DIRECTIVE | Find every line in the listing below that contains the word "bounding", and copy those lines. Case counts.

WORKING DATA |
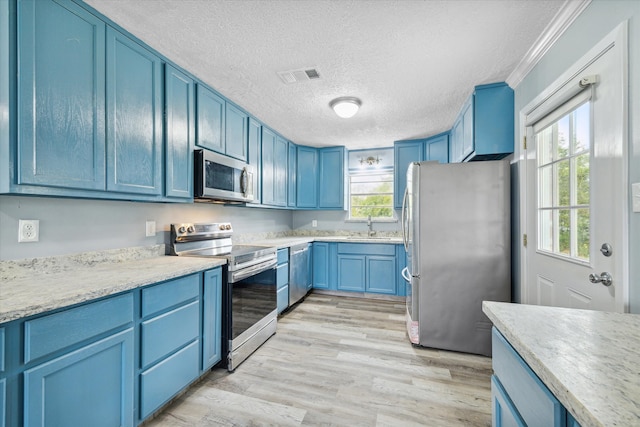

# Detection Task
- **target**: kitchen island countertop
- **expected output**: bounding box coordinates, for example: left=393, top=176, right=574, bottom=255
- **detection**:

--

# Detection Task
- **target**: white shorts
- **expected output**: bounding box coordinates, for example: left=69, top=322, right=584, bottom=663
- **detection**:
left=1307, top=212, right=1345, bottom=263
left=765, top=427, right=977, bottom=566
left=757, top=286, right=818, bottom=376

EXERCISE ANSWER |
- **expected output**: bounding box coordinates, for example: left=393, top=176, right=574, bottom=255
- **expected output**: bounding box coordinates, for example: left=69, top=322, right=584, bottom=663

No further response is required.